Görevin amacı.
Le Trio Joubran ile yapılan söyleşiyi kaldığı yerden sürdürün.

Okuma metni.
★ ★ ★ ★ ★
Le Trio Joubran, doğu müzik tarihinde üç üdiden oluşan ilk müzik grubu olarak tarihe geçti. 2004'te Paris'te müzik yoluculuğuna başlayan doğu klasik müzik grubu, Filistin'de yaşayan bir aileden gelen üç kardeş tarafından kuruldu. Al Jazeera Türk, dünyanın dört bir yanında her yıl ortalama 100 konser düzenleyen Le Trio Joubran ile özel bir sohbette, üç kardeşin yaşadıklarını, müzik ve sanat yolculuklarını, Filistinli sanatçılar olarak hangi zoruluklarla karşılaştıklarını irdeledi. Al Jazeera Türk, üç kardeş Samir, Visam ve Adnan ile İstanbul'da görüştü.
-Müziğe nasıl başladınız? Müzik dünyasına ilk olarak 'Takasim' albümüyle girdiniz, sonrasında 'Su'fehim' (Yalnış Anlama). Bu iki albümden biraz bahseder misiniz? özellikle Su'fehim albümünüzden ne ima etmeye çalıştınız?
-Samir Joubran: Sanatla yoğun bir şekilde ilgilenen bir aileden geliyoruz. Babam üd yapımcısı, annem ise şarkıcı. O yüzden çok doğal bir şekilde sanata başladım ve bu olması gereken doğru bir sonuçtu benim için. Kardeşler arasında en büyüğü benim. İkinci kardeşimle aramızda 12 yaş var. Üd sanatına Filistin'in kuzeyindeki Nasıra kentinde başladım. Farklı hocalardan sanatı öğrendim. Yüksek eğitimimi Kahire'de Abdul Wahhab Müzik Enstitüsü'nde bitirdim. İlk başladığımda hayalim üd sanatını tek başına ortaya çıkartmak, tanıtmaktı. Yani başka enstrüman bulunmadan, şarkıcı olmadan, sadece üdun var olduğu bir müzik. Çünkü bana göre üdun kendisine özel bir kimliği var diğer enstrumanların ve şarkıcının diktatörlüğü ve baskısından kurtulmalı ve özgür bırakılmalı.
★ ★ ★ ★ ★
Satır listesi.
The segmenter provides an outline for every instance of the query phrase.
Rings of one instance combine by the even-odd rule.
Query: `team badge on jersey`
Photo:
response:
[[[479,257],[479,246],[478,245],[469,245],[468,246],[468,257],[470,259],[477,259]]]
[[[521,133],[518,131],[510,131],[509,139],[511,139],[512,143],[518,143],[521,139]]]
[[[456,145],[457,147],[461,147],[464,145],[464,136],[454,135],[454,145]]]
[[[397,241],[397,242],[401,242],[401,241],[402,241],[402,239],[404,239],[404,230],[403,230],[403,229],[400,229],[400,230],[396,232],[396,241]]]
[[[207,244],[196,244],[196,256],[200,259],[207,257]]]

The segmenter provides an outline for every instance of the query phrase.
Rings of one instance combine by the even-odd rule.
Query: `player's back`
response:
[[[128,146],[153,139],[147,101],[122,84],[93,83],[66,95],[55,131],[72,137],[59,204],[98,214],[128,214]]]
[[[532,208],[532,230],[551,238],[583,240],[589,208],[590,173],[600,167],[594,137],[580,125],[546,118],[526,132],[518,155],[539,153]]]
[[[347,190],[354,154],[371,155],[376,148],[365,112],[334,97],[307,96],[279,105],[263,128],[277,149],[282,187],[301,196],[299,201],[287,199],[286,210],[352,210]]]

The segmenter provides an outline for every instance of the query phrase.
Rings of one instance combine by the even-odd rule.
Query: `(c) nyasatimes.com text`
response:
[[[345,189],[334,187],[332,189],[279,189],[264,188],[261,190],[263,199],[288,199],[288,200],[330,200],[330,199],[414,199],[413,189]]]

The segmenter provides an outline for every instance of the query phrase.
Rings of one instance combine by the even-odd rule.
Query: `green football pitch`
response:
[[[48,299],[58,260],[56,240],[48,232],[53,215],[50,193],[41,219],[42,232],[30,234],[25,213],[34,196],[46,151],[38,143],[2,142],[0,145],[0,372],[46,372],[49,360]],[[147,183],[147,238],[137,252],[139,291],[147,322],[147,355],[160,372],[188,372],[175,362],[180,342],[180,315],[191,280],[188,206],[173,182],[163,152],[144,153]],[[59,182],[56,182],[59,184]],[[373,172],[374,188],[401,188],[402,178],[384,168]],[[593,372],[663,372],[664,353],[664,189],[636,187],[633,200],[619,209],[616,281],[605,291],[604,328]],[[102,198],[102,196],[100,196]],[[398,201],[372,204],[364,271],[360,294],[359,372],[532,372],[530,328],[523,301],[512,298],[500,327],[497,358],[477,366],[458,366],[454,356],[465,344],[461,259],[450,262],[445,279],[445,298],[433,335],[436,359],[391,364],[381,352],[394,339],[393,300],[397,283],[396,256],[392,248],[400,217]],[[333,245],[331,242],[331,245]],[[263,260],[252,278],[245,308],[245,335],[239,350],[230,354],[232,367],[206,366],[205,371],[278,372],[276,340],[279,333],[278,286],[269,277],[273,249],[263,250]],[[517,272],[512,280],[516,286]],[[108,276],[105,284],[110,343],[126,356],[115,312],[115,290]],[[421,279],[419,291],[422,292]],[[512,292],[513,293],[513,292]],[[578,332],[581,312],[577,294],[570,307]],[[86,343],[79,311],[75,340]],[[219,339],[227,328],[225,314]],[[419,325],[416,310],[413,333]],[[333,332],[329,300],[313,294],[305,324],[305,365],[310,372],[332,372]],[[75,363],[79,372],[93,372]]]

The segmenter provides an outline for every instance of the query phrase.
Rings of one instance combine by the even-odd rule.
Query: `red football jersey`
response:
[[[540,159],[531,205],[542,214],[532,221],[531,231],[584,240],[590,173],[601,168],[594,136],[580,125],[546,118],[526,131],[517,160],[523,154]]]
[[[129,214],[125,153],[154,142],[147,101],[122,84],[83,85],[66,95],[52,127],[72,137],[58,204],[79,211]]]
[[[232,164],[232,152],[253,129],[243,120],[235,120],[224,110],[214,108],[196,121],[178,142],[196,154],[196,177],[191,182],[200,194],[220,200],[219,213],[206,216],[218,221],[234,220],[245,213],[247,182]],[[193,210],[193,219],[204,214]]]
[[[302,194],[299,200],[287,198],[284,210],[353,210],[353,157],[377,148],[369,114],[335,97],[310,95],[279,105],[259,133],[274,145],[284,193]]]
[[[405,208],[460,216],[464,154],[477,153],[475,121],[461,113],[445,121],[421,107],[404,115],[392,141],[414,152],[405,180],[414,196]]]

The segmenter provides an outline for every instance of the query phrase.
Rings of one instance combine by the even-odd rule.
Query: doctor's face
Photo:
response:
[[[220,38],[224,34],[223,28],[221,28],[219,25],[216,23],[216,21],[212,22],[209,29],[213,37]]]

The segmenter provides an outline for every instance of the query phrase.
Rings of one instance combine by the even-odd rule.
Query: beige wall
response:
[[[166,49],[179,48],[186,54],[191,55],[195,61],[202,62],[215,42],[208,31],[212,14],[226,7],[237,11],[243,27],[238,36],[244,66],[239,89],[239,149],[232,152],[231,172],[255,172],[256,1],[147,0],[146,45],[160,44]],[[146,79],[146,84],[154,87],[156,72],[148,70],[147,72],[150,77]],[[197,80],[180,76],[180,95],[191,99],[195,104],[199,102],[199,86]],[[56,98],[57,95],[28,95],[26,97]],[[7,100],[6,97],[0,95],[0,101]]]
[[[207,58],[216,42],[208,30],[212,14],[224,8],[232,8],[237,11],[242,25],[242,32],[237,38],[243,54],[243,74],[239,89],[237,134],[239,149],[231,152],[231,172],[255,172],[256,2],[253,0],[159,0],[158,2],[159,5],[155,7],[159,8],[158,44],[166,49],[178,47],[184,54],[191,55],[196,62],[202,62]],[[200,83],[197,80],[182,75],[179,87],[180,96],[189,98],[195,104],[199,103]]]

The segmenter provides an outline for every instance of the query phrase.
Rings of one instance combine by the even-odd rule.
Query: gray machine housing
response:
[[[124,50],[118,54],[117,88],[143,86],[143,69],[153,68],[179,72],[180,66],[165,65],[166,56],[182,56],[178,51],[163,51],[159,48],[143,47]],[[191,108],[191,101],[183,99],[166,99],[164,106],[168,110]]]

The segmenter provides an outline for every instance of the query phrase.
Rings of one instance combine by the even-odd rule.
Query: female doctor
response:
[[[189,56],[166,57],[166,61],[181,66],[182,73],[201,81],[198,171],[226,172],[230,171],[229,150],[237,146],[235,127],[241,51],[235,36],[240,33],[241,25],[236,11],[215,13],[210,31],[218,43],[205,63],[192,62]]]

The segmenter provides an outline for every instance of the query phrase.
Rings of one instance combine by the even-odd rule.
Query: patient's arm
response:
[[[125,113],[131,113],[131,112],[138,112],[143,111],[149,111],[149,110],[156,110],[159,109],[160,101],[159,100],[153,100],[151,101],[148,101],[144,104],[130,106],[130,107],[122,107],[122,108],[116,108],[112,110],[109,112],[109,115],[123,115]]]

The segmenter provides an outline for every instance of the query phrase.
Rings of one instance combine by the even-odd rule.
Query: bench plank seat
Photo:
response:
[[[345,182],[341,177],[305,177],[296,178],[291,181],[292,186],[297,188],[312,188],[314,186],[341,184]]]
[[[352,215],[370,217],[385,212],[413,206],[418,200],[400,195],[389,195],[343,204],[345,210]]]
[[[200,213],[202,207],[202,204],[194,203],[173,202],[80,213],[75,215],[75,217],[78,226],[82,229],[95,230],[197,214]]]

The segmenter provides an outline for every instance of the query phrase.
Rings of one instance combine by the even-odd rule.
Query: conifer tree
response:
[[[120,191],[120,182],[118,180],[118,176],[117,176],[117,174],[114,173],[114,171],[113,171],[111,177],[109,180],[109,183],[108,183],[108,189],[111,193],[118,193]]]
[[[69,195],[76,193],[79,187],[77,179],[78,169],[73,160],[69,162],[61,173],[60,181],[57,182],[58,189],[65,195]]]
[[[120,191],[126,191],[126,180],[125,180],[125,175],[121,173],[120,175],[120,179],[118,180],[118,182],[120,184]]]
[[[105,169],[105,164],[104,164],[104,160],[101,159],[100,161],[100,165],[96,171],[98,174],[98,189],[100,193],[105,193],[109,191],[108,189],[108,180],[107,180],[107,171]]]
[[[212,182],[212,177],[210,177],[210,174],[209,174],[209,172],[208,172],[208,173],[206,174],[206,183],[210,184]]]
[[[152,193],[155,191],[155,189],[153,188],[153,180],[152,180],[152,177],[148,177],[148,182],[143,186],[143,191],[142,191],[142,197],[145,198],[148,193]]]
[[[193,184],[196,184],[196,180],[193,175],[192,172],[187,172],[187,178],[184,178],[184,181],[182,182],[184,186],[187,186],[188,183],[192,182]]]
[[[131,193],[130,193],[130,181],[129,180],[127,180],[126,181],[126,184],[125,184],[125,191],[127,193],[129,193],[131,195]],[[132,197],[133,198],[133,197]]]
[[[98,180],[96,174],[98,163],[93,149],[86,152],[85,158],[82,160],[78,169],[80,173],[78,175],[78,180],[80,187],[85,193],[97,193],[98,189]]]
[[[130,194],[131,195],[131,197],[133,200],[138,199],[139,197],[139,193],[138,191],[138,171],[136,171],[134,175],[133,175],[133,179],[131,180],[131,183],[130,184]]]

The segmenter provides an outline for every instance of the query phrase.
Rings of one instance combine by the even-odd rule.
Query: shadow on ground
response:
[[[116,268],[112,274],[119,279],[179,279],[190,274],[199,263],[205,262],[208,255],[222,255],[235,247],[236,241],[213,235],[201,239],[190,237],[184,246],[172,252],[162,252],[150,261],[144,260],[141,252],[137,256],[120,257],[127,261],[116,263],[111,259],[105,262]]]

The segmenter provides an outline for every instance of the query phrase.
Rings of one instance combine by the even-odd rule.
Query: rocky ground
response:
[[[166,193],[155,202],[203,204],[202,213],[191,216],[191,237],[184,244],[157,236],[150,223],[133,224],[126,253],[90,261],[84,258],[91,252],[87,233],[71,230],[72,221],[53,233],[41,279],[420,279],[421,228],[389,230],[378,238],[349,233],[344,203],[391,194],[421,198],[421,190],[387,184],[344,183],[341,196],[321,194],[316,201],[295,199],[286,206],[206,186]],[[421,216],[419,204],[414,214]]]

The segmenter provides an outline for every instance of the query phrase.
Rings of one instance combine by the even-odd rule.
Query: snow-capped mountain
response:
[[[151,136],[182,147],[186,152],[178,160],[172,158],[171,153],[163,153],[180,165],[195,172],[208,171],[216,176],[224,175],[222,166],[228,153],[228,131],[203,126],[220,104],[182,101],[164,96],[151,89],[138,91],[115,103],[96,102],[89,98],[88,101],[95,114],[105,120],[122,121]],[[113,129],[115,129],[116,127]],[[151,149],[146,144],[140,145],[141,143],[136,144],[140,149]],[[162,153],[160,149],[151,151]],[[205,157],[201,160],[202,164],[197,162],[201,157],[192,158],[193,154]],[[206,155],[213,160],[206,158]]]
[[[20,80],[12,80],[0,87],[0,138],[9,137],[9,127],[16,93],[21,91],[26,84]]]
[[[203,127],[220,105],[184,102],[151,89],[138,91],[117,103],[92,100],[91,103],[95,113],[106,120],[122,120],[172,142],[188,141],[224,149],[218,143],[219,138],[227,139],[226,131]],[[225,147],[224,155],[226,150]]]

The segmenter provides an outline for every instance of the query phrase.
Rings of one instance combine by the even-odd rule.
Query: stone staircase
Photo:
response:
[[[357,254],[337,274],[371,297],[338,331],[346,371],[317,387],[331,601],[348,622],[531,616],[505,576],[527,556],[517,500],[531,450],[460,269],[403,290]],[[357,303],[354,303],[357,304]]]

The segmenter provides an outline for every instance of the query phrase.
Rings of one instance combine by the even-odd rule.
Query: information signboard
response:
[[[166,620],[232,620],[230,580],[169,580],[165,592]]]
★ ★ ★ ★ ★
Alıştırmanın cevabı.
"Hayalim, ilk başladığımda üd müziğini sahnede özgürce çalmaktı."
Samir Joubran, Filistinli Müzisyeni
İlk başladığımda bir çok şarkıcı ve müzik grubu içinde bulundum fakat sahnede sadece üd bulunması hayalini içimde hep yaşatıyordum. 1996 yılında ilk albümümü, Takasim'i çıkardım. Sonra 2001 yılında Su'fehim (yalnış anlama) albümü çıktı. Sonra kardeşim Visam ile yolculuğumuz 2003'te Temas albümü ile devam etti. Temas albümü ile büyük bir başarı elde ettik. Fransa'dan dünyaya yolculuğumuz başladı. Kardeşim Visam ile birlikte sahneye çıktık. Visam, ikili doit yapabilmek için uygun müziksel girişleri takip etmeye çalışıyordu. Temas albümüyle üç sene içinde Avrupa'nın farklı şehirlerinde dört yüzden fazla konser verdik. Bu da bizim için Le Trio Joubran grubunun doğumu için ilk adım oldu. 2004 yılında Adnan'ın bize katılımıyla birlikte bizim müzik gurubumuz doğmuş oldu ve ilk albümümüz Randanah'ı çıkardık..
Su'fehim (yalnış anlama) albümümü Filistin'de İkinci İntifada'nın başladığı zamanda çıkardım. O süreci tüm detaylarıyla yaşadım. İsrail'in uyguladığı evden çıkma yasakları, tanklarla saldırılar, askeri barikatlardan geçme sıkıntılarını yaşadım. Evim İsrail tarafından iki kere bombalandı. O zaman da hep kendime soruyordum, entelektüel ve aydın insanlar böyle zamanlarda nasıl bir role sahip olmalı? Edebiyetçılar, yazarlar ve tüm sanatçılar büyük şiddetin hakim olduğu, kan kokusunun her tarafa yayıldığı bu süreçte ne yapmalı? Ben belki bir taş kaldırıp atamıyordum, sanatımdan başka yöntemlerle kendimi ifade edemiyordum.
"İkinci İntifada'yı tüm detaylarıyla yaşadım. Elimde sadece sanatım vardı. İntifada'yı Su'fehim (Yanlış Anlama) albümüyle anlatmaya çalıştım."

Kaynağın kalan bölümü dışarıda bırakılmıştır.